▸ Explore the material:
[A] Condense the paragraph of the blog post on Rubio and immigration reform that begins "Democrats have already allowed" into a short list that keeps its main facts.
[B] Carry on the blog post on Rubio and immigration reform, starting after its final sentence.

▸ Excerpted passage:
The Way Of Democrats, Or At Least One
Daily Kos, arguably the leading liberal/progressive blog in the nation, is oh, so bold. Laura Clawson links to Byron York of The Washington Examiner, who writes
Sen. Marco Rubio, the leading Republican behind the Gang of Eight comprehensive immigration reform bill, says he will not vote for the legislation he helped write and has staked his political future on, unless substantial changes are made before final Senate consideration.
Speaking with radio host Hugh Hewitt Tuesday, Rubio said the Senate should “strengthen the border security parts of this bill so that they’re stronger, so that they don’t give overwhelming discretion to the Department of Homeland Security.” He said he was working with other senators on amendments to do just that.
Then Hewitt asked: “If those amendments don’t pass, will you yourself support the bill that emerged from Judiciary, Senator Rubio?”
Rubio answered, “Well, I think if those amendments don’t pass, then I think we’ve got a bill that isn’t going to become law, and I think we’re wasting our time. So the answer is no.”
Linking to a report that Utah Republican Orrin Hatch will be proposing four new amendments to the legislation, Clawson notes
Democrats have already allowed Republicans to amend the bill, while backing off on an amendment that would have helped same-sex couples stay together. And Republicans still want more. Now Rubio is once again playing to the far right by threatening to walk if Republican demands aren't met. At the same time, House Republicans look likely to refuse any immigration bill containing a path to citizenship.

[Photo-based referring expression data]
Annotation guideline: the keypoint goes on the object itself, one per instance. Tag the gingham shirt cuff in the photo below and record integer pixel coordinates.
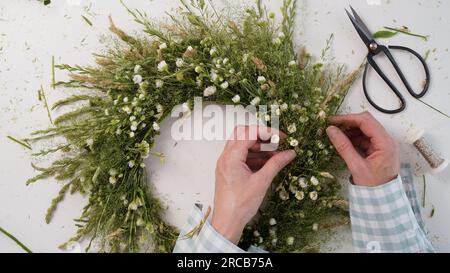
(383, 220)
(208, 240)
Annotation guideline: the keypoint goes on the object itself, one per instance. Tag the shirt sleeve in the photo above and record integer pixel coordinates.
(383, 220)
(198, 236)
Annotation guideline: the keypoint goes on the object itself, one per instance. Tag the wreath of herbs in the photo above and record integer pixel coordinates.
(134, 86)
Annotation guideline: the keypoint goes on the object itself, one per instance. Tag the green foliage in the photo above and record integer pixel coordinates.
(140, 79)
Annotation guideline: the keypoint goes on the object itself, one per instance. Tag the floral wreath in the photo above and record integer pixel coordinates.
(120, 103)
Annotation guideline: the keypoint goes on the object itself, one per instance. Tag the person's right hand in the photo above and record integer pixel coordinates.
(371, 154)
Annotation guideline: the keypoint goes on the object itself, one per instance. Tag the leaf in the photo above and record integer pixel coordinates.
(384, 34)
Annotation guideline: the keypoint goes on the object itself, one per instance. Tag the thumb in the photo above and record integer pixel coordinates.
(344, 147)
(275, 164)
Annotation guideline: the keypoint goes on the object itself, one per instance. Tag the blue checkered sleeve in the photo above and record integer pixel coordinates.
(387, 218)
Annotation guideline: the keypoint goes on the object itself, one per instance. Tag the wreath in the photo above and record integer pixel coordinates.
(117, 106)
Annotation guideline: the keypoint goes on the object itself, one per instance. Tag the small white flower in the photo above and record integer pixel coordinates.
(261, 79)
(275, 139)
(236, 99)
(137, 79)
(315, 227)
(163, 46)
(294, 143)
(162, 66)
(140, 222)
(159, 108)
(272, 221)
(90, 142)
(302, 182)
(209, 91)
(255, 101)
(224, 85)
(314, 181)
(112, 180)
(290, 240)
(155, 126)
(292, 128)
(313, 195)
(326, 175)
(179, 62)
(299, 195)
(213, 51)
(159, 83)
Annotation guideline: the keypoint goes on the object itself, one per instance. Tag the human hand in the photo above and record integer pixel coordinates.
(243, 176)
(371, 154)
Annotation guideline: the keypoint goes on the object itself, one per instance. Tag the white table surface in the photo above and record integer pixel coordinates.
(31, 33)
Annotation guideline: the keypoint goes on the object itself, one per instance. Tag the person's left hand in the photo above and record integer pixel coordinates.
(243, 176)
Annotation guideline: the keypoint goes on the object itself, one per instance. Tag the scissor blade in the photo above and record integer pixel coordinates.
(366, 39)
(361, 24)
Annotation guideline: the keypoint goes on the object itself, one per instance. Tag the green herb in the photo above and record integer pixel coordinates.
(44, 98)
(139, 80)
(21, 142)
(87, 20)
(19, 243)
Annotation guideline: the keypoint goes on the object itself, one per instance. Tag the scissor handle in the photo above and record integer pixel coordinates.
(397, 93)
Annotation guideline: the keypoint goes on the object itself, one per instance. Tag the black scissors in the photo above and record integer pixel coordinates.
(375, 49)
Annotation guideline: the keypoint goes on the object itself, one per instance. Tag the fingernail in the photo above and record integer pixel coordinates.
(332, 131)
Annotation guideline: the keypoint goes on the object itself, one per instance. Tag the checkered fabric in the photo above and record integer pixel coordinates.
(387, 218)
(384, 219)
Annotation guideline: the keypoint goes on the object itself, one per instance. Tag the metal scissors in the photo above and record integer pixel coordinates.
(374, 49)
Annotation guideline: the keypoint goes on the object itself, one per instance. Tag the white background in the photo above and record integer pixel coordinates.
(30, 33)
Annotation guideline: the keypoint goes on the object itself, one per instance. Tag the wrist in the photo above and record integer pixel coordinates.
(227, 228)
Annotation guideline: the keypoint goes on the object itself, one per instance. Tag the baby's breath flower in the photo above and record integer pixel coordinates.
(315, 227)
(302, 182)
(314, 181)
(213, 51)
(293, 143)
(112, 180)
(137, 68)
(290, 240)
(292, 128)
(162, 66)
(236, 99)
(137, 79)
(255, 101)
(284, 195)
(155, 126)
(326, 175)
(159, 83)
(299, 195)
(163, 46)
(224, 85)
(261, 79)
(209, 91)
(313, 195)
(275, 139)
(272, 221)
(179, 62)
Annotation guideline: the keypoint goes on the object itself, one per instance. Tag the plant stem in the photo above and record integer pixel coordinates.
(19, 243)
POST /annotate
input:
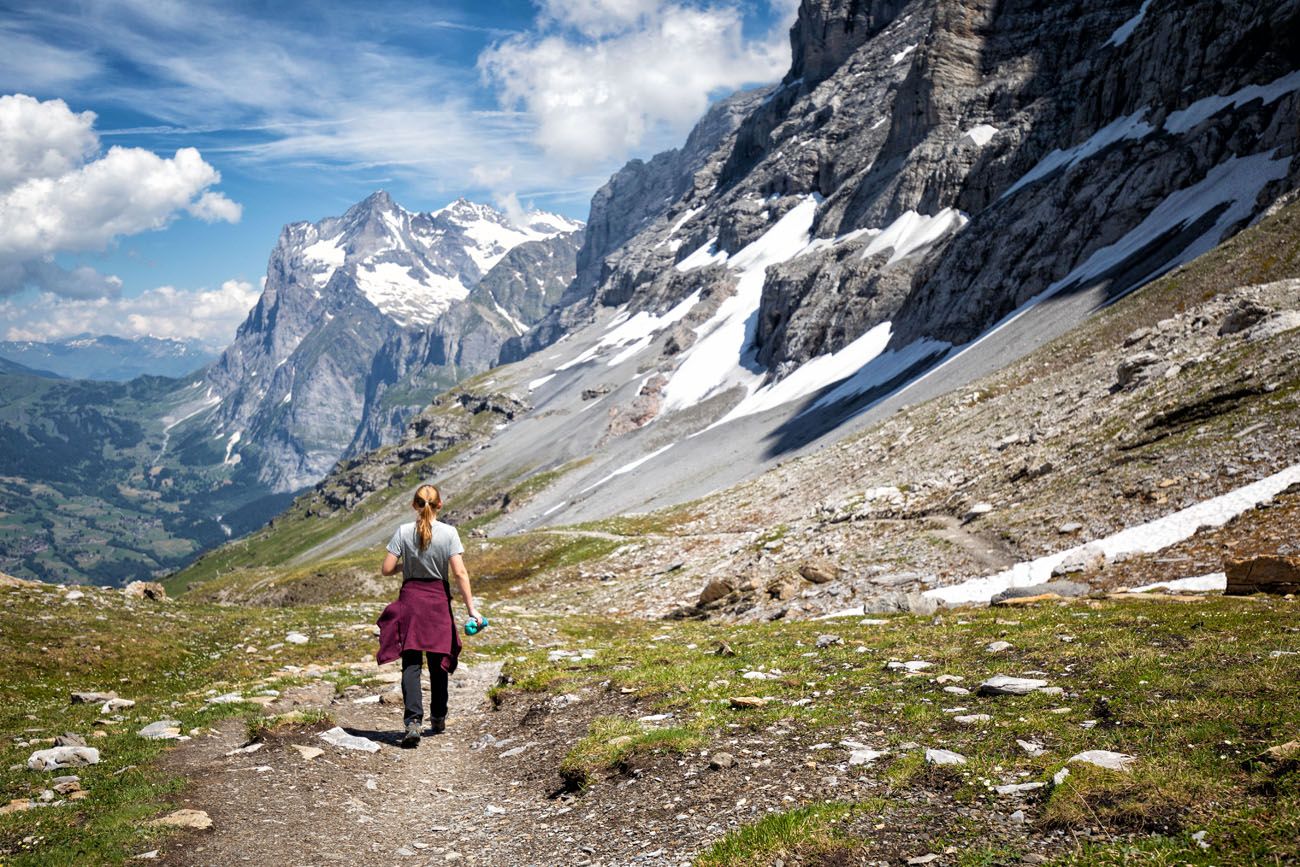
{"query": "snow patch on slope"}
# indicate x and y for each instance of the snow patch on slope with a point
(914, 232)
(722, 356)
(1144, 538)
(404, 297)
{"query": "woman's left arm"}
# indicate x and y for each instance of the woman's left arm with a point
(458, 568)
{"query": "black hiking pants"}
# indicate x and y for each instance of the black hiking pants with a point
(412, 660)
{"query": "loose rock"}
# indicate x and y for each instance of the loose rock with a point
(1004, 685)
(944, 757)
(1105, 759)
(195, 819)
(161, 729)
(63, 757)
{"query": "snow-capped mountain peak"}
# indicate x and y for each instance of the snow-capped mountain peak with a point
(411, 265)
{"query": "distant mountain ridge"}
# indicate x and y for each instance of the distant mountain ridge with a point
(365, 316)
(109, 358)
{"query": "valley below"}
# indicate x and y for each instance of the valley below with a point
(779, 672)
(902, 471)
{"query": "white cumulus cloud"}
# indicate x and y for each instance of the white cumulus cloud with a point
(208, 315)
(601, 77)
(59, 194)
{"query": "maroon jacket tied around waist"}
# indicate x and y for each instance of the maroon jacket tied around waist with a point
(420, 619)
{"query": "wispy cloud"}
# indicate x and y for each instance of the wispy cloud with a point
(570, 92)
(207, 315)
(59, 194)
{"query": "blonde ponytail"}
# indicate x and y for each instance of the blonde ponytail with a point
(428, 501)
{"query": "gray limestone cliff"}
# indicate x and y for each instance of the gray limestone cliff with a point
(364, 317)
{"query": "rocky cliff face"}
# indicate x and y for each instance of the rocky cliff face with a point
(368, 315)
(931, 167)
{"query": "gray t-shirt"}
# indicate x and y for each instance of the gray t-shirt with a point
(432, 563)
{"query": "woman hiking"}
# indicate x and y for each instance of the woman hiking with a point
(420, 623)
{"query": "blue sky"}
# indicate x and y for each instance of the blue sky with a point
(306, 108)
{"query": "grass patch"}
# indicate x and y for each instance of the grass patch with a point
(499, 564)
(167, 657)
(610, 744)
(1191, 690)
(289, 724)
(807, 832)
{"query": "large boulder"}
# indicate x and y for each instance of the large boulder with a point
(1264, 573)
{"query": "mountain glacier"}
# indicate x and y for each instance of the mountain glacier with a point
(363, 317)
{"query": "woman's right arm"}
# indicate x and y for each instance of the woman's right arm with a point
(458, 568)
(393, 562)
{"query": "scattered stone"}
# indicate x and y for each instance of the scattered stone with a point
(1266, 573)
(63, 757)
(1051, 589)
(91, 698)
(915, 664)
(195, 819)
(895, 602)
(144, 590)
(1004, 685)
(341, 738)
(714, 590)
(1243, 315)
(973, 719)
(865, 755)
(819, 571)
(161, 731)
(229, 698)
(944, 757)
(1031, 749)
(1088, 559)
(1105, 759)
(783, 588)
(722, 761)
(1134, 368)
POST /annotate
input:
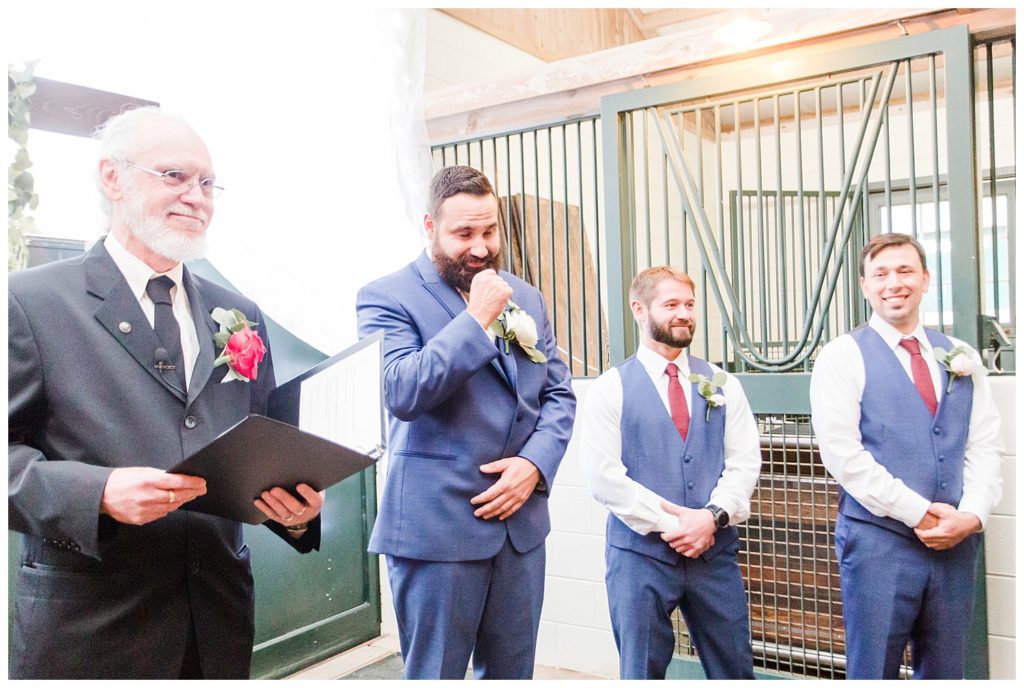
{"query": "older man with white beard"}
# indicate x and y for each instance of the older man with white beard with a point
(113, 380)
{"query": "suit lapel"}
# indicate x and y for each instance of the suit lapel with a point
(120, 311)
(205, 329)
(452, 301)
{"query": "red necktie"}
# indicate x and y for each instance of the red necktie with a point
(677, 401)
(922, 378)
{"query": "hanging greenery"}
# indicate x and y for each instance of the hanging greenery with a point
(20, 197)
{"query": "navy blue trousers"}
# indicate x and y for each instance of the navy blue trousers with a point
(489, 609)
(644, 592)
(895, 591)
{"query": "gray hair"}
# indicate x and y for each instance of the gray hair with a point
(119, 138)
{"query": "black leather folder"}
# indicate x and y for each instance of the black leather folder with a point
(259, 453)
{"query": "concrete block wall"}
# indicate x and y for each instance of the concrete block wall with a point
(1000, 544)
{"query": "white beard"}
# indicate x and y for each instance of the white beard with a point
(161, 239)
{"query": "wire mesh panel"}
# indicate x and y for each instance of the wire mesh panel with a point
(788, 560)
(547, 180)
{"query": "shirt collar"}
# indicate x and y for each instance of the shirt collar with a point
(654, 362)
(135, 271)
(891, 336)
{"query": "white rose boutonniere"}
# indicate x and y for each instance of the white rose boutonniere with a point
(515, 325)
(958, 363)
(710, 390)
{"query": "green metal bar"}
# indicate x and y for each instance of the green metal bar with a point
(780, 263)
(583, 249)
(645, 180)
(908, 77)
(551, 235)
(522, 207)
(565, 232)
(989, 82)
(933, 97)
(964, 268)
(617, 230)
(597, 254)
(760, 209)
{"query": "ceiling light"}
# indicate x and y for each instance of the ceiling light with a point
(741, 33)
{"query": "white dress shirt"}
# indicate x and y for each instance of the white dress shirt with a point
(137, 274)
(837, 389)
(637, 506)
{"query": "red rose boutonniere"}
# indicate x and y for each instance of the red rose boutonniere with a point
(241, 347)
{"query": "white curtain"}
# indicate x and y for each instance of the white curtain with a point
(312, 115)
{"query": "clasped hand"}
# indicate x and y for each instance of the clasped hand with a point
(488, 294)
(944, 527)
(518, 479)
(695, 532)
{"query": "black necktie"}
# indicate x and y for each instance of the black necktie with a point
(167, 329)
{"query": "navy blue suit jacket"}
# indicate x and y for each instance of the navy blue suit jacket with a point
(457, 401)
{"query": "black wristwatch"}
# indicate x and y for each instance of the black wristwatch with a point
(720, 515)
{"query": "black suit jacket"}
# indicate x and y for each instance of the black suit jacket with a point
(96, 598)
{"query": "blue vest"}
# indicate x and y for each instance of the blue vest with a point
(656, 457)
(926, 453)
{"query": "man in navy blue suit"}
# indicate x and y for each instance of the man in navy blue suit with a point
(675, 462)
(913, 443)
(481, 411)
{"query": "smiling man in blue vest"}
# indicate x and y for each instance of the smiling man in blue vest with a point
(911, 437)
(671, 448)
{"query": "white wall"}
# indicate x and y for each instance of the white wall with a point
(299, 129)
(1000, 544)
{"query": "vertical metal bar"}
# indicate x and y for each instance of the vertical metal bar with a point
(539, 275)
(568, 265)
(522, 207)
(802, 219)
(962, 184)
(551, 208)
(933, 98)
(780, 265)
(888, 170)
(992, 199)
(583, 249)
(738, 239)
(646, 183)
(762, 247)
(718, 214)
(910, 148)
(665, 207)
(508, 202)
(597, 255)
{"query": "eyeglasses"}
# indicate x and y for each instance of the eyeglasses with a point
(181, 182)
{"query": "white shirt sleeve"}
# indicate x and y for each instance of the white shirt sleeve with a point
(837, 388)
(742, 456)
(634, 505)
(983, 462)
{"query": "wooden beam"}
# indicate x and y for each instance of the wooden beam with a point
(69, 109)
(657, 18)
(465, 112)
(554, 34)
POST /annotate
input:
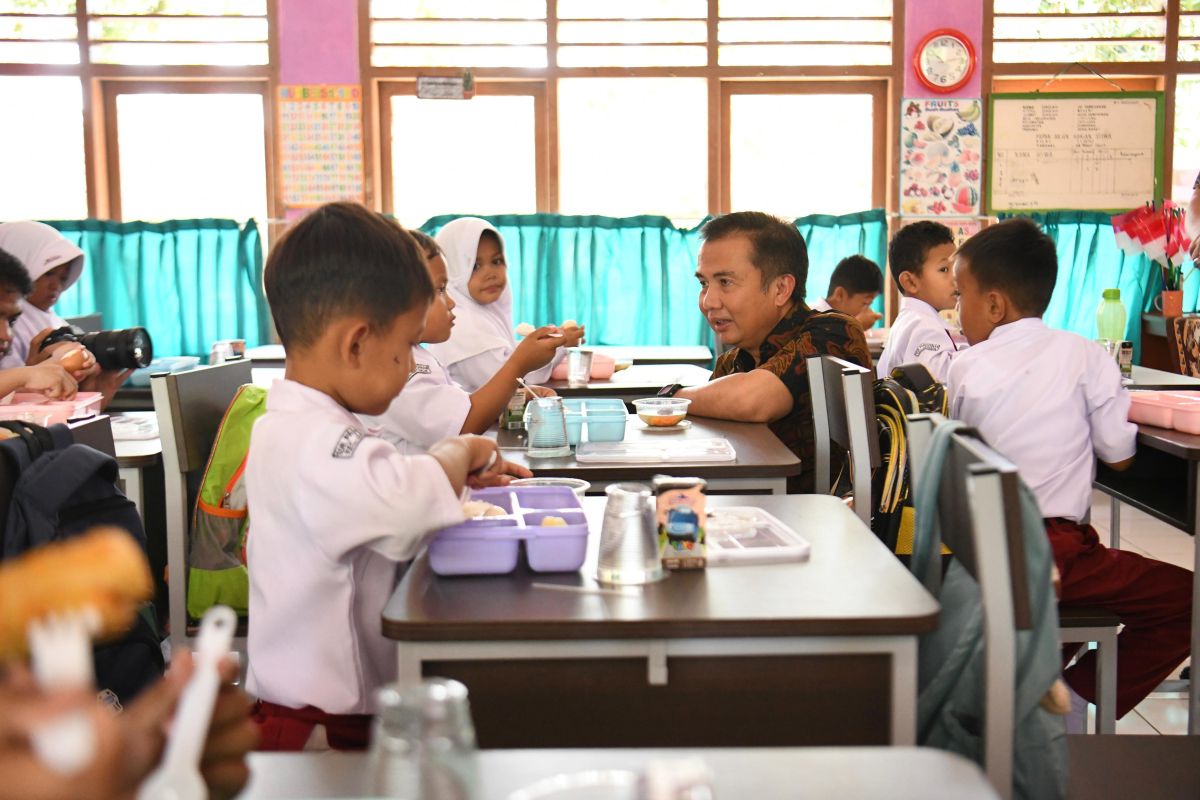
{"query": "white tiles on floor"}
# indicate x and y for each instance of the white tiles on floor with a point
(1140, 533)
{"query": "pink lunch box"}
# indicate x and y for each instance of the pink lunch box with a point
(31, 407)
(601, 368)
(1179, 410)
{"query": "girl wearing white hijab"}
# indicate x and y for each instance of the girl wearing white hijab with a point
(53, 264)
(479, 284)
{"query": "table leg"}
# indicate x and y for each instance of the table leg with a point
(132, 479)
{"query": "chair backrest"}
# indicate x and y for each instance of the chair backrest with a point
(190, 407)
(979, 519)
(844, 416)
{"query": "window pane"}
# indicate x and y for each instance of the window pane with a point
(457, 56)
(732, 55)
(633, 8)
(462, 8)
(459, 32)
(634, 145)
(781, 166)
(462, 156)
(185, 156)
(631, 55)
(42, 163)
(606, 32)
(1187, 138)
(804, 8)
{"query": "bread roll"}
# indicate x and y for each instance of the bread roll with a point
(102, 569)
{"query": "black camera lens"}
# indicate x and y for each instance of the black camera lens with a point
(125, 349)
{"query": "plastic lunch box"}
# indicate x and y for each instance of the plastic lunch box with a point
(605, 417)
(492, 545)
(31, 407)
(1179, 410)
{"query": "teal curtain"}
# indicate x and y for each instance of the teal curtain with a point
(1089, 263)
(630, 281)
(190, 282)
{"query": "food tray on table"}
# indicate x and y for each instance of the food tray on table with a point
(690, 451)
(738, 535)
(492, 545)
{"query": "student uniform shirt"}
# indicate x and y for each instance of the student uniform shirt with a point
(335, 510)
(918, 336)
(431, 408)
(1050, 401)
(785, 353)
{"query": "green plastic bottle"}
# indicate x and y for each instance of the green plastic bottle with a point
(1110, 317)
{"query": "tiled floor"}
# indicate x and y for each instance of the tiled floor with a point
(1158, 714)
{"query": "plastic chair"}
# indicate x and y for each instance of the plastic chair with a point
(190, 407)
(844, 415)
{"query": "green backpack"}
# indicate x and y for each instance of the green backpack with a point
(216, 553)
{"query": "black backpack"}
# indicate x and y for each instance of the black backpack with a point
(54, 489)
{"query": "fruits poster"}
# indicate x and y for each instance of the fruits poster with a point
(941, 156)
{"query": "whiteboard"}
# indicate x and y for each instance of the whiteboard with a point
(1081, 151)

▸ Answers for the exercise:
[A]
- Democrats have let Republicans amend the bill and backed off an amendment that would have helped same-sex couples stay together.
- Republicans still want more.
- Rubio is again playing to the far right by threatening to walk unless Republican demands are met.
- House Republicans look likely to refuse any immigration bill that contains a path to citizenship.

[B]
So far, so good. But instead of suggesting that, as Republicans move the goalposts on immigration reform as they did on health care and the budget, Democrats say "no," she continues
But as Markos has written, "Republicans aren't engaging on immigration reform out of the goodness of their hearts." The future of their party depends on improving their standing with Latino and Asian voters, and killing an immigration reform bill negotiated by four Republicans and four Democrats and subsequently weakened by Republicans is not the way to do that. Marco Rubio knows that, but apparently it's not enough to get him to consistently stand up to far-right primary voters.
She links to Moulitsas' earlier post, one in which he repeats the conventional wisdom that
Republicans really have no choice, they need to eat into the Democrats Latino base or render themselves irrelevant...
They need to decide: Are they actually going to compete for Latino votes, or will they doom themselves to permanent minority status by catering to their nativists?
The conventional wisdom there is wrong, as the aforementioned York argued in this column reporting the results of election analysis by Nate Silver (the Nate Silver, who correctly predicted the winner in 50 of 50 states in the last presidential election. And in the District of Columbia, which even Marcos Huizenga Moulitsas could have predicted.) It seems that if Mitt Romney had won 70% of the Hispanic vote- 26% more than the Spanish-speaking, Texas-walking George W. Bush had in 2005- he still would have lost (in the Electoral College) to Barack Obama.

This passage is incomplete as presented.